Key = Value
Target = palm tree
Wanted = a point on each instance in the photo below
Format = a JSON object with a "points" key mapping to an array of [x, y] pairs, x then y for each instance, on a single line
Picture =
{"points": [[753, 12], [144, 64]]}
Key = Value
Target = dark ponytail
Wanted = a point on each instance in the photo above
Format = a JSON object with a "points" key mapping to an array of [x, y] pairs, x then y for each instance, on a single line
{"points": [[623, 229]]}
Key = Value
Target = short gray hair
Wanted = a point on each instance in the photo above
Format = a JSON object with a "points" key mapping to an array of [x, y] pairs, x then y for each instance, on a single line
□ □ □
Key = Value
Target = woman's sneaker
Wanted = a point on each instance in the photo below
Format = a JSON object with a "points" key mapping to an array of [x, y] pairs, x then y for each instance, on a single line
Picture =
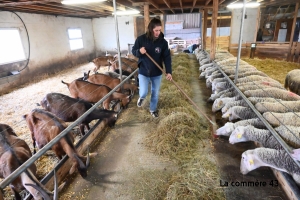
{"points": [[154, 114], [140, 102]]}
□ □ □
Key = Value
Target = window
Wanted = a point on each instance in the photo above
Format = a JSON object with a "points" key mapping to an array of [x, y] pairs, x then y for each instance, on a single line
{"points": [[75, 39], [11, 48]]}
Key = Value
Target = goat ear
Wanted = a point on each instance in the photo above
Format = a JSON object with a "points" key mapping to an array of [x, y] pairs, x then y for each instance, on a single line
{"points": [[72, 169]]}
□ □ □
* _WORK TO BE COMPLETED_
Wherever "Target" appears in a line of the entries, copy that line.

* _RESULT OF THIS EXERCISE_
Target = palm tree
Target = dark ponytail
Target = short gray hair
Target = woman's sneaker
Target = window
Target = goat ear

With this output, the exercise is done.